◆ **Your goal**:
Return each line of the listing that follows in which the string "white" can be found.
##### Records provided
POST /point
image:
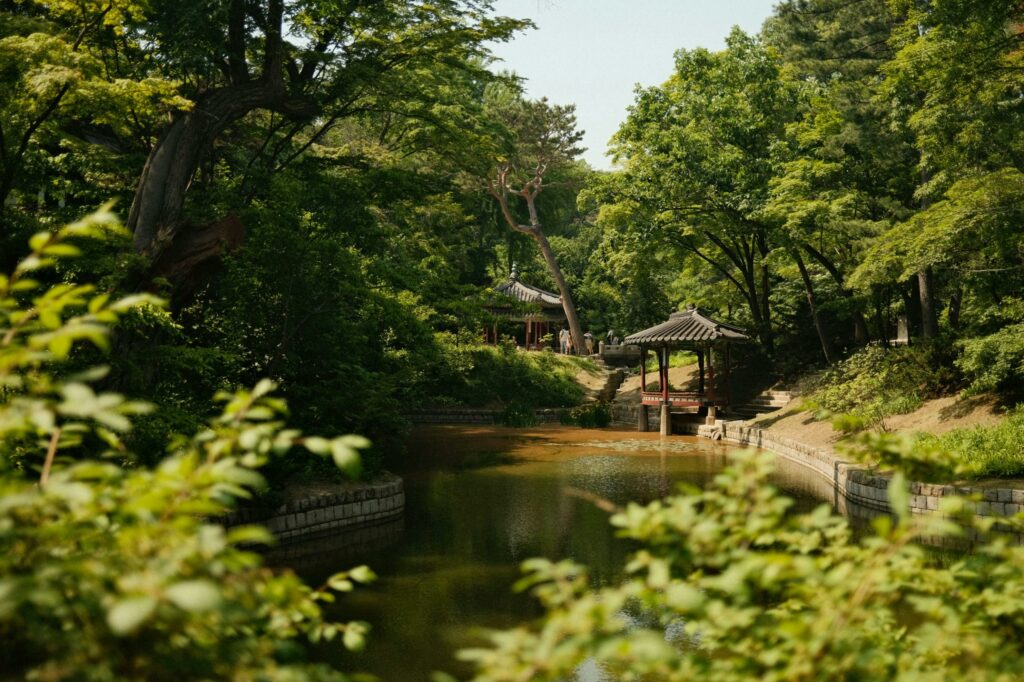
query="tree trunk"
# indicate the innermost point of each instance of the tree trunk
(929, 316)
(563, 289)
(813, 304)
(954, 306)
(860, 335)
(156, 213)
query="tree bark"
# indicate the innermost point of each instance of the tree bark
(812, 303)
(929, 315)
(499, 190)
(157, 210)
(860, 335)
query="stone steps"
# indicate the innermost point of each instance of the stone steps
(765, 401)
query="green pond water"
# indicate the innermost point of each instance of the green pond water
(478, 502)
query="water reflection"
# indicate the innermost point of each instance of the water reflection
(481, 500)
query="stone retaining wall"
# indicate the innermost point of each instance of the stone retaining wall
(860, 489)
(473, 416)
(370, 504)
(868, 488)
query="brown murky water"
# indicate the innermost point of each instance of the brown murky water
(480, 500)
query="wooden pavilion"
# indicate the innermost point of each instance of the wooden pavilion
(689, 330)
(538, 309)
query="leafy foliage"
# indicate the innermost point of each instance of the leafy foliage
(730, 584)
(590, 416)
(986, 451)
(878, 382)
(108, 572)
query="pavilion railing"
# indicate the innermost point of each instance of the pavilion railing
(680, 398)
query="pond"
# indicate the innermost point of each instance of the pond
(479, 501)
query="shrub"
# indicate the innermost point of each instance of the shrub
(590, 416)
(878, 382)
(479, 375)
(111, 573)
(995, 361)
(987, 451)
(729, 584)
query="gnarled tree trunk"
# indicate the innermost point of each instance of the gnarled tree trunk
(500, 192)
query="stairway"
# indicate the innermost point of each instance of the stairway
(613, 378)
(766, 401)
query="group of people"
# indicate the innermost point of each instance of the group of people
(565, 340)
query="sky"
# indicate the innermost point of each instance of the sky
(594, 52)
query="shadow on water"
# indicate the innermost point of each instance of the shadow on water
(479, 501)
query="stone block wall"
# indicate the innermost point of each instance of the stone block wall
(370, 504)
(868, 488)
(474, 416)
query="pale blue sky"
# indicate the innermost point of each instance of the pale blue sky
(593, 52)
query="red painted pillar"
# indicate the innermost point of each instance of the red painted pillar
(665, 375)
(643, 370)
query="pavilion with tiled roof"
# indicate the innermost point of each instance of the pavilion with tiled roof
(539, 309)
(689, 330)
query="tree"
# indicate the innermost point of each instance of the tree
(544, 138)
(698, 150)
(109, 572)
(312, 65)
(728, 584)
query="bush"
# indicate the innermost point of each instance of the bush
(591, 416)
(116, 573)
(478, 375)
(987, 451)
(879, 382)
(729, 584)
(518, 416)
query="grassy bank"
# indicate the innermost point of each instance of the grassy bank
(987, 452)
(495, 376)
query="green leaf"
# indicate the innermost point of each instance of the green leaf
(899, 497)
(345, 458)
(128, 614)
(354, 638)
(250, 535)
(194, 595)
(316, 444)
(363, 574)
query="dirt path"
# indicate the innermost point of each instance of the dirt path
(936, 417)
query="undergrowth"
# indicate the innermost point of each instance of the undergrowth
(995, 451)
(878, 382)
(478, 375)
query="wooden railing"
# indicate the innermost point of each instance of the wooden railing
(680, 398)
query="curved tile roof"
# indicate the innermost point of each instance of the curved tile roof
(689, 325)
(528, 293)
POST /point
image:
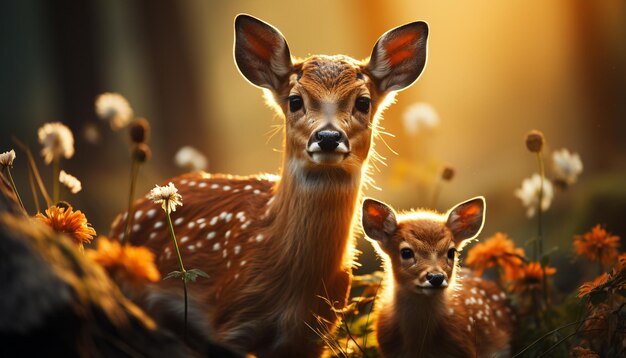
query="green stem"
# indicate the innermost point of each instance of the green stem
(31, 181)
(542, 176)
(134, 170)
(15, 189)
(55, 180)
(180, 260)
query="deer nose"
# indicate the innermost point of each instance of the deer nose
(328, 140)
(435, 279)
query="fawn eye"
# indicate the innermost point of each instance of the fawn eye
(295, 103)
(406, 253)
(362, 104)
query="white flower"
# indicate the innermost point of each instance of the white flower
##########
◆ **Solution for this task**:
query="white flower"
# indicate the innermost point of each instance of the white flower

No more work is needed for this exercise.